ROWS.
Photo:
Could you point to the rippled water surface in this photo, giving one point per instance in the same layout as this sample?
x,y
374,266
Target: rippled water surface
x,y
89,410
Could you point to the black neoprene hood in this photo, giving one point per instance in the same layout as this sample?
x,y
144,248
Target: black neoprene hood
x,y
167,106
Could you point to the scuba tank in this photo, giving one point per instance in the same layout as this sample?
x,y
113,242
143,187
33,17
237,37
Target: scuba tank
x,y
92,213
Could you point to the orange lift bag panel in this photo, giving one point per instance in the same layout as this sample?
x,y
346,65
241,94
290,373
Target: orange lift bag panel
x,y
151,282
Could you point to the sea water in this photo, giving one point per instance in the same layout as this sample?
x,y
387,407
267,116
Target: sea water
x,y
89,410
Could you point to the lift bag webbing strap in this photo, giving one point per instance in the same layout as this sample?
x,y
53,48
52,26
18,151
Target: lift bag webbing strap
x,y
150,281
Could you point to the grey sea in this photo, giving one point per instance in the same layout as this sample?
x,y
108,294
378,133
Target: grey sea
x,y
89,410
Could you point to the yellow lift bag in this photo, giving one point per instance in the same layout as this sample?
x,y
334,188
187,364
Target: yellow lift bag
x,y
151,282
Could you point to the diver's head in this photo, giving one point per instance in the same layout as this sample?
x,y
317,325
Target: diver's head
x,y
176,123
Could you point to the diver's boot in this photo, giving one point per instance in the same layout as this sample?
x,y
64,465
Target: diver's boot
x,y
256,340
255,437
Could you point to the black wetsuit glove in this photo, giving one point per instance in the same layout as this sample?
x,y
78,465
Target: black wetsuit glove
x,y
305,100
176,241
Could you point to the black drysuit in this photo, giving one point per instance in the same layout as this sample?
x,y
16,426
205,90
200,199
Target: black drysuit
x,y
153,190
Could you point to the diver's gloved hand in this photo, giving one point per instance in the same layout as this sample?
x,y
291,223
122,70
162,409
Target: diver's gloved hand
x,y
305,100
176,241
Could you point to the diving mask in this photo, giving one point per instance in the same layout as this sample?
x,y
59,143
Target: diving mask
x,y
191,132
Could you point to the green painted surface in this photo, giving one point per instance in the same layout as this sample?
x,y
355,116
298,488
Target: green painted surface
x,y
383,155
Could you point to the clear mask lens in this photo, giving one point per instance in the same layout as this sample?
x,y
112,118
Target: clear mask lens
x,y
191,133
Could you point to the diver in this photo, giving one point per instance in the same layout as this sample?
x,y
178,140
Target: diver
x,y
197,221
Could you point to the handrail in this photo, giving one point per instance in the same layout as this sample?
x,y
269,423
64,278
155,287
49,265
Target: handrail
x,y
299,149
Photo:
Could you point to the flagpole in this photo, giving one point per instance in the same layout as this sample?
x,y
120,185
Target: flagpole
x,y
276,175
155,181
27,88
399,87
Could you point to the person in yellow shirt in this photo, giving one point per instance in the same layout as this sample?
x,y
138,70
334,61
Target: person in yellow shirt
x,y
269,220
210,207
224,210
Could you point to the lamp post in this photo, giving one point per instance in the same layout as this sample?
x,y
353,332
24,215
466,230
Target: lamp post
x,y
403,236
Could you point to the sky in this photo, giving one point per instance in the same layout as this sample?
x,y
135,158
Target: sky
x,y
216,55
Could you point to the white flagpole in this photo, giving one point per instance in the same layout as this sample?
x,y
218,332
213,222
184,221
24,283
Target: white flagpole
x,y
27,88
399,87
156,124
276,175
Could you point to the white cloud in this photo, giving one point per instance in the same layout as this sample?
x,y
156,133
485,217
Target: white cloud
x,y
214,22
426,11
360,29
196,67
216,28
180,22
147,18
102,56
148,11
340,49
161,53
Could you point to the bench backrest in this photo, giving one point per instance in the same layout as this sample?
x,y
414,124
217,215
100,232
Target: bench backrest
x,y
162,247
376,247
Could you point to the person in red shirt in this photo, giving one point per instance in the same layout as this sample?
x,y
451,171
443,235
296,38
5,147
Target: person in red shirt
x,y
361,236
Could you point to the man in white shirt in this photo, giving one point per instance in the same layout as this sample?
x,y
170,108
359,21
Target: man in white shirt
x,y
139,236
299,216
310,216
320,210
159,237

SHORT PROBLEM. Extract all lines as given.

RESULT OF THE EXERCISE.
Photo:
Could you point to the rippled water surface in this photo, giving one point per instance in the same layout as this sample?
x,y
374,266
Target: rippled water surface
x,y
89,410
Could you point to the black neoprene hood in this photo, giving one point per instance in the same layout as this sample?
x,y
144,248
Target: black neoprene hood
x,y
167,106
Could you point to the scuba tank in this photo, giving one point per instance in the same layout as this sample?
x,y
113,242
143,187
33,17
237,37
Target: scuba tank
x,y
92,213
Could you point to the orange lift bag panel in this photo, giving one point per instance in the same layout as this sample?
x,y
346,65
241,94
290,373
Target: orange lift bag panel
x,y
151,282
Could you point to the sea water in this photo, giving one point per instance in the same layout as this sample?
x,y
387,407
267,116
Target: sea water
x,y
89,410
Could you point to the lift bag webbing strap in this photo, giving one point per instance in the same layout as this sample?
x,y
53,48
52,26
18,151
Target: lift bag webbing strap
x,y
150,281
Could you point to the grey sea in this photo, giving one point per instance in the same layout as this sample?
x,y
108,294
378,133
Target: grey sea
x,y
89,410
Could you point to the yellow lift bag in this photo, giving one point per instance in the same layout as this sample?
x,y
334,188
187,364
Target: yellow lift bag
x,y
151,282
Could you point to the diver's head in this photo, giving one point per instance in the same layout as this sample?
x,y
317,325
Target: diver's head
x,y
176,123
Could you point to the diver's boot in this photo, giving one point per instance in the same layout as this sample?
x,y
64,465
Target: diver's boot
x,y
256,340
255,437
Could you point to the black wetsuit glove in this photo, giving one point per instance in the same layout as this sample?
x,y
78,465
Target: black wetsuit glove
x,y
305,100
176,241
Could you point to the black drysuit in this photo, giving one point per instance in the same layout as this sample?
x,y
16,426
205,90
200,199
Target: black drysuit
x,y
153,190
Could you point to the diver's gloved hand in this photo, giving one point per instance in the same layout as this sample?
x,y
291,223
122,70
162,409
Target: diver's gloved hand
x,y
305,100
176,241
Could you point to the diving mask in this photo, giving one point per instance in the same layout as this sample?
x,y
59,143
Target: diving mask
x,y
191,132
Could you point to the green painted surface in this photo, giving one point per instance in the same layout as this sample?
x,y
355,116
298,488
Target: green painted surface
x,y
383,155
Could you point to the clear mask lens in this photo, giving one point per instance in the same layout as this sample?
x,y
112,118
Target: clear mask lens
x,y
191,133
Could you point to the diver in this photo, giving one point per instance in the same layout as this sample?
x,y
178,140
Target: diver
x,y
197,221
Could you point to the handrail in this photo, giving one point per instance in the same layout as this sample?
x,y
269,423
64,278
155,287
49,265
Target: handrail
x,y
299,149
Photo:
Could you point to the flagpole in this photo, giving one point per instance in the same layout as this sample?
x,y
120,185
Target: flagpole
x,y
276,175
155,181
27,88
399,87
Could you point to the person in yellow shirt in this photo, giving one point per instance in the same layout as this sample?
x,y
138,70
334,61
Target: person in yellow shirt
x,y
269,220
210,207
224,210
Could you point to the lamp post in this photo, giving one point per instance in the same layout as this sample?
x,y
353,332
24,215
466,230
Target: lamp post
x,y
403,236
Could you point to the sky in this photo, giving one point per instance in the same layout as this sample?
x,y
135,158
Target: sky
x,y
216,55
Could you point to the white flagpole in this photo, giving one point per instance in the same layout as this sample?
x,y
218,332
213,222
184,221
24,283
Target: white flagpole
x,y
27,88
399,87
156,124
276,175
Could you point to the white cloud in this photo, giving one point per instance in the same layout as this sample?
x,y
156,133
485,217
Target: white cloud
x,y
214,22
426,11
360,29
196,67
216,28
180,22
147,18
102,56
148,11
340,49
161,53
Could you point to the bench backrest in this photo, giving one point per instance in the same layout as this sample?
x,y
414,124
217,215
100,232
Target: bench backrest
x,y
162,247
376,247
Could you point to the person in red shirt in this photo, giving one point per instance in the same layout as this sample?
x,y
451,171
443,235
296,38
5,147
Target: person in red shirt
x,y
361,236
Could you point to the man in white shirt in this photo, giving one point per instance in the same layout as this sample?
x,y
170,108
359,21
Target: man in white shirt
x,y
139,236
299,216
310,216
320,210
159,237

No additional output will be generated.